Source data =>
◇ ◇ ◇ ◇ ◇
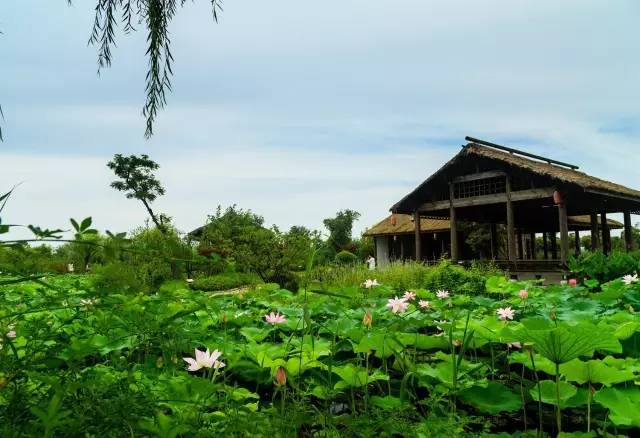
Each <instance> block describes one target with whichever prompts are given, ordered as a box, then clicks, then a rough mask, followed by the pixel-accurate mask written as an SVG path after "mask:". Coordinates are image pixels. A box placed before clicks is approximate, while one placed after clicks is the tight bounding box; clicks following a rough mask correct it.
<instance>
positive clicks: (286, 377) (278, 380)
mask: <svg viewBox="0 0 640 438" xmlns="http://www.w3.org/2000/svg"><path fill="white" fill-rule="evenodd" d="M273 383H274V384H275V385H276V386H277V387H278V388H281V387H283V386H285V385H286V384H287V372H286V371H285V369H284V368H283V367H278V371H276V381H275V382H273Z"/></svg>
◇ ◇ ◇ ◇ ◇
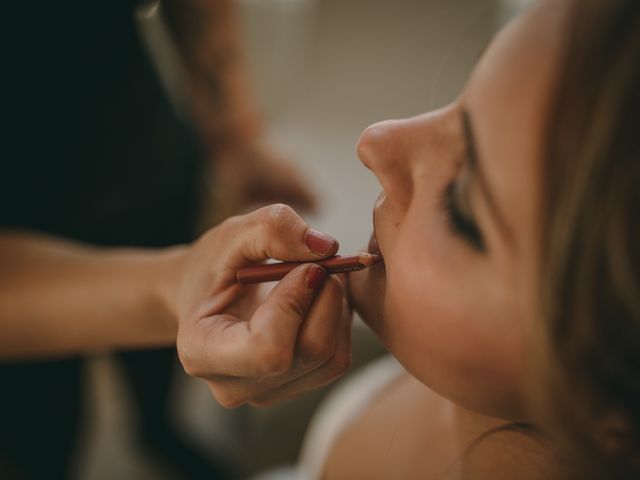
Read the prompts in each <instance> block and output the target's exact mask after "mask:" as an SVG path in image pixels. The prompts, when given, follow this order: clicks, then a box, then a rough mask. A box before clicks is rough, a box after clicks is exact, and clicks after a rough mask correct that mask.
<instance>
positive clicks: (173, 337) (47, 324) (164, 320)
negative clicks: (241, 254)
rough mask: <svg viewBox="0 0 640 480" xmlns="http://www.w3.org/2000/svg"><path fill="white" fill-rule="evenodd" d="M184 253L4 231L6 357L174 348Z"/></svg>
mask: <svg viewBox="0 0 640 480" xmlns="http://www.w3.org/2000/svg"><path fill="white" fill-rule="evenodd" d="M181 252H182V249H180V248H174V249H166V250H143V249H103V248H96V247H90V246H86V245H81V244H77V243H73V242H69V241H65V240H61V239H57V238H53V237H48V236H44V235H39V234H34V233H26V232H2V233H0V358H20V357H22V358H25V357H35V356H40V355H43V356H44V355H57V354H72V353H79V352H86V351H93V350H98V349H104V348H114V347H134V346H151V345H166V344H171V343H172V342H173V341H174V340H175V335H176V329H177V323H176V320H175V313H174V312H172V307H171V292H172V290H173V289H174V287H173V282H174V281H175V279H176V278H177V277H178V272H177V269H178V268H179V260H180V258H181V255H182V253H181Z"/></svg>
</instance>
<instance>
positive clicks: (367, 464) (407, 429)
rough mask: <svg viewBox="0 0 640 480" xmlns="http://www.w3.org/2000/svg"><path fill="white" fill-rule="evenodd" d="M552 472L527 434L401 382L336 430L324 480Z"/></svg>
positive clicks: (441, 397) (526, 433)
◇ ◇ ◇ ◇ ◇
Work item => Using only the entries above, output the line with "472L527 434L401 382L336", the line with "positive clicks: (441, 397) (526, 433)", and all lines between them, exactly as they stand.

Answer to the problem =>
rough mask: <svg viewBox="0 0 640 480" xmlns="http://www.w3.org/2000/svg"><path fill="white" fill-rule="evenodd" d="M552 472L527 434L401 382L336 430L324 480Z"/></svg>
positive clicks: (441, 397) (526, 433)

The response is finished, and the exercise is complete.